◆ **TRABALHO PEDIDO**: Prossiga a entrevista com Bahman Ghobadi a partir da última frase apresentada.

◆ **EXCERTO DO TEXTO**:
-=-=-

O seu último filme foi o primeiro que fez depois de deixar o Irão. Como foi trabalhar, pela primeira vez, fora do seu país natal? Sentiu-se perdido entre diferentes línguas ou teve uma sensação de alívio?

Bahman Ghobadi:

Para começar, devo dizer-lhe que não deixei o Irão, forçaram-me a abandonar o meu país. E é muito difícil filmar num país onde não se conhece nem a língua nem a cultura. Por isso, este filme reflete todos os meus sentimentos desde que saí do Irão, por outras palavras, o meu último filme é muito pessoal do ponto de vista artístico.

Euronews:

Durante o Festival de Cinema de Cannes entrevistei Asghar Farhadi, para ele o problema da censura e das restrições no Irão não é algo que vem das autoridades ou do sistema regulador, parte dessa censura está também nos cineastas, sem que se dêem conta, qual é a sua opinião?

B. Ghobadi:

Eu costumo dizer que, em relação à censura, nos tornámos piores que o estado, é automática, não somos nós que queremos auto censurar-nos, mas a pressão permanente do regime obriga-nos a fazê-lo, tornamo-nos como que em condenados à morte, não te matamos mas tratamos-te tão mal que decides cometer suicídio.

Hoje, o Irão é como um condenado à morte que foi fuzilado mas a bala não atingiu o seu coração, está gravemente ferido, por isso temos de ajudar este país a recuperar, mais uma vez.

Euronews:

Quando deixou o seu país deve ter sentido uma espécie de aperto no coração.

B. Ghobadi:

Há 3 ou 4 anos que sinto que há uma mão tenta estrangular-me, sufocar-me, este filme ajudou-me a livrar-me deste sentimento. Agora, eu respiro melhor…

Euronews:

Uma vez disse odiar o cinema mas depois tornou-se profissional, o que significa para si ser realizador, qual é a sua missão? O que é que o alimenta, o que é que o faz seguir em frente?

-=-=-

◆ **DADOS APRESENTADOS**:
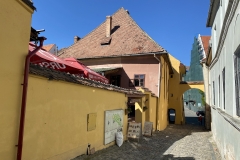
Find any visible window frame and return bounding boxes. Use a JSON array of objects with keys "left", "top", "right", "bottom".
[{"left": 234, "top": 46, "right": 240, "bottom": 116}]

-=-=-

◆ **RESPOSTA ESPERADA**:
B. Ghobadi:

Não sei exatamente, mas há uma energia, um potencial, em mim que vem da minha infância, especificamente das memórias da minha infância. Acho que foi isso que saiu de dentro de mim e que me fez fazer um filme. Esta energia também vem do meu país, da minha cultura, do povo curdo e da desgraça que tem vivido ao longo dos séculos, a insegurança que existe, e que é pesada neste canto do mundo, tudo isso me levou a fazer filmes. É verdade que nunca me apaixonei pelo cinema e que, na maioria das vezes, o odeio porque a situação é muito difícil, as condições não são favoráveis ​​para um cineasta, não posso filmar, tranquilamente, no Irão, não me lembro de alguma vez me ter sentado numa cadeira e dizer “Ação”, eu nunca tive essa cadeira…

Euronews:

Sim, mas o cinema é importante, conta a sua história, faz um retrato do seu país, é uma janela para o mundo, mostra o que está a acontecer no Irão e fala sobre a questão iraniana, é importante ver e produzir filmes iranianos.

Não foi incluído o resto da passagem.